Extracted records:
****************
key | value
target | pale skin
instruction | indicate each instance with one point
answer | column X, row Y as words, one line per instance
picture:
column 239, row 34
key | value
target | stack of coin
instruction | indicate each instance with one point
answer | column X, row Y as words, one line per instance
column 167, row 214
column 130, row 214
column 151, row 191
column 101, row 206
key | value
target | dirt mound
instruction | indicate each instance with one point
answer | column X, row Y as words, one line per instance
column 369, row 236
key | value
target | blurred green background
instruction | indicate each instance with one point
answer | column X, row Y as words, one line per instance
****************
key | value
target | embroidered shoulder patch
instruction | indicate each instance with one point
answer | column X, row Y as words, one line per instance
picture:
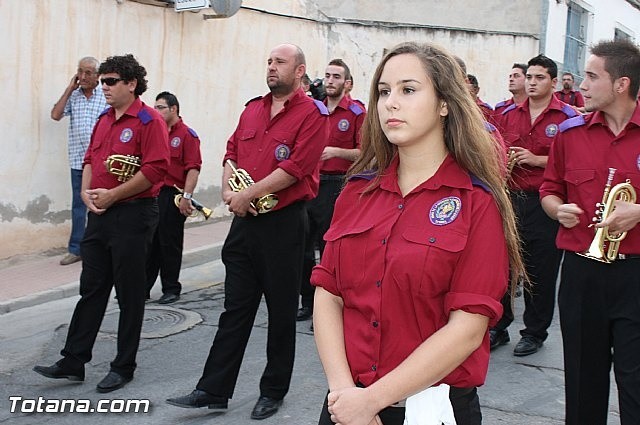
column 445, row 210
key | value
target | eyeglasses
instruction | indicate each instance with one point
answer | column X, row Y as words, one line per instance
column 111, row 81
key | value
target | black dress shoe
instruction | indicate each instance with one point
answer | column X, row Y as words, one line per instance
****************
Your answer should be a single number: the count of lines in the listing that hold the word "target".

Solution to this problem: 7